**Supplied information**
========
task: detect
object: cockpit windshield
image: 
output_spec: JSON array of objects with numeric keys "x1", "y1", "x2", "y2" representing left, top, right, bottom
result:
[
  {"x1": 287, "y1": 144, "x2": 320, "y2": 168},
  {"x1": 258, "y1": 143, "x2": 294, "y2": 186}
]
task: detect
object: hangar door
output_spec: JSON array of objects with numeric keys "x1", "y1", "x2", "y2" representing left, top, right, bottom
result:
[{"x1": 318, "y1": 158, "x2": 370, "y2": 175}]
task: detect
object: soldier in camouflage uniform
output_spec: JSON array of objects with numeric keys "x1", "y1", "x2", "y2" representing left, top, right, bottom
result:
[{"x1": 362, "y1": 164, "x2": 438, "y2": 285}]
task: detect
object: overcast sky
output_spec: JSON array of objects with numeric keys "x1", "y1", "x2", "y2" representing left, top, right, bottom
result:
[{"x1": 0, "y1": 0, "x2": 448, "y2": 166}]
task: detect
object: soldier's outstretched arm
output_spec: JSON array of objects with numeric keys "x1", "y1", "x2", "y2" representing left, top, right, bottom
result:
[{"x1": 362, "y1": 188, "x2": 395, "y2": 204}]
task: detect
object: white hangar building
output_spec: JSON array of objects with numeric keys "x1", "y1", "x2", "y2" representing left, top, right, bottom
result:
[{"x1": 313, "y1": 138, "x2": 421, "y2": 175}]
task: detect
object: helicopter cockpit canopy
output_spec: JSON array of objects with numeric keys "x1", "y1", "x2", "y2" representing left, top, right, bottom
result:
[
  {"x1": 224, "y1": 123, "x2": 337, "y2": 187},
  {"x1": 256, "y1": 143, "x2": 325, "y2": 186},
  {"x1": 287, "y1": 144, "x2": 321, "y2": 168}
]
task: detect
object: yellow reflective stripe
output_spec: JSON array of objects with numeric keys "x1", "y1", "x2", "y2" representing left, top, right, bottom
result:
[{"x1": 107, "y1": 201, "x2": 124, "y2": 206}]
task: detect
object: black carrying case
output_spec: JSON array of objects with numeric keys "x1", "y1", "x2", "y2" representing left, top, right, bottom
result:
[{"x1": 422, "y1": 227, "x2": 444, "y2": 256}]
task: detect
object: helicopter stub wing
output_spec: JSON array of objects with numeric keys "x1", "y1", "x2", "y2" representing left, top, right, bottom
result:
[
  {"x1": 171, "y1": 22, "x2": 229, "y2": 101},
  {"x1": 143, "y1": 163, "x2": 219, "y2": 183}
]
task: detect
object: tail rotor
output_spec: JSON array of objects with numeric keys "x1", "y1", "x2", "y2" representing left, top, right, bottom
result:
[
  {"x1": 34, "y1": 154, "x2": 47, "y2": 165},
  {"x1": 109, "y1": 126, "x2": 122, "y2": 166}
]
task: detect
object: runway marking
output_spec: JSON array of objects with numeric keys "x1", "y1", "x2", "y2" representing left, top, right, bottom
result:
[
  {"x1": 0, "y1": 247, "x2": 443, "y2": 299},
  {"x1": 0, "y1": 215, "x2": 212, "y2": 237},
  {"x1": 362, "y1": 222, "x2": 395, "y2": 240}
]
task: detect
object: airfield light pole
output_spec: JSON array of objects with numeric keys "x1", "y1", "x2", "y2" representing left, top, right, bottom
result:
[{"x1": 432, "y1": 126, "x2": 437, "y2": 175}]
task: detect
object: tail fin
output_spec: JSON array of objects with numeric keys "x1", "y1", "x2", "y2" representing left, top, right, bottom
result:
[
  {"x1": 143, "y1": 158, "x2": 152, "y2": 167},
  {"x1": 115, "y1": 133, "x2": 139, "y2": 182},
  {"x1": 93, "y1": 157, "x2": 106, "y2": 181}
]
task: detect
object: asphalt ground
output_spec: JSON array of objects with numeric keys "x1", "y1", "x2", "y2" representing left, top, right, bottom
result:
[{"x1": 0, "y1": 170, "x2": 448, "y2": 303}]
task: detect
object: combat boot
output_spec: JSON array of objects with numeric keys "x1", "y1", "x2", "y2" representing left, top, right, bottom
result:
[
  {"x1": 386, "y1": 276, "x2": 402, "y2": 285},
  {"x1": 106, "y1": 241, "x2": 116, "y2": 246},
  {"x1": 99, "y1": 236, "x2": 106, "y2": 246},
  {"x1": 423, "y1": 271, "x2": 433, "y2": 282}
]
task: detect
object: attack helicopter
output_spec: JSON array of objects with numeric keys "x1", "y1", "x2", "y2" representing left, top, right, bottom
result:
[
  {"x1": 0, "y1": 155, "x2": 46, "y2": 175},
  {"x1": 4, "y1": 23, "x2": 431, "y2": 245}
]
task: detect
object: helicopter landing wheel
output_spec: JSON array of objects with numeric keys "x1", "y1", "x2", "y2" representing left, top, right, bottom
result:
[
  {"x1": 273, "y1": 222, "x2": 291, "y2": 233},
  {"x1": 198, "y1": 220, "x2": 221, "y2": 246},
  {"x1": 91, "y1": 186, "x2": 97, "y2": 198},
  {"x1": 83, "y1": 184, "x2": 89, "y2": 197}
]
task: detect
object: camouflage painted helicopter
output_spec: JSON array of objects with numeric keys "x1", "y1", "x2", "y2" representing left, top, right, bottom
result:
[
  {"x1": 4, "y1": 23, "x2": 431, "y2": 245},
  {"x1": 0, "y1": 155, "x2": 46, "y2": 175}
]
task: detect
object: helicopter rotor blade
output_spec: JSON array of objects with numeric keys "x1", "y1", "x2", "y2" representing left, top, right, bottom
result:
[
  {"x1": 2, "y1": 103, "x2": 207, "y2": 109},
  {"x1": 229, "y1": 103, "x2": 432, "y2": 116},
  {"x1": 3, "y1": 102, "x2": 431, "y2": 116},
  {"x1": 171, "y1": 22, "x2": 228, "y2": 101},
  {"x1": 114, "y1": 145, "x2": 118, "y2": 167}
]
========
**Task to carry out**
Scan the records for the word "helicopter", and copy each line where it is found.

**Your response**
object: helicopter cockpit canopy
object: helicopter stub wing
object: attack helicopter
object: helicopter landing wheel
object: camouflage painted helicopter
object: helicopter rotor blade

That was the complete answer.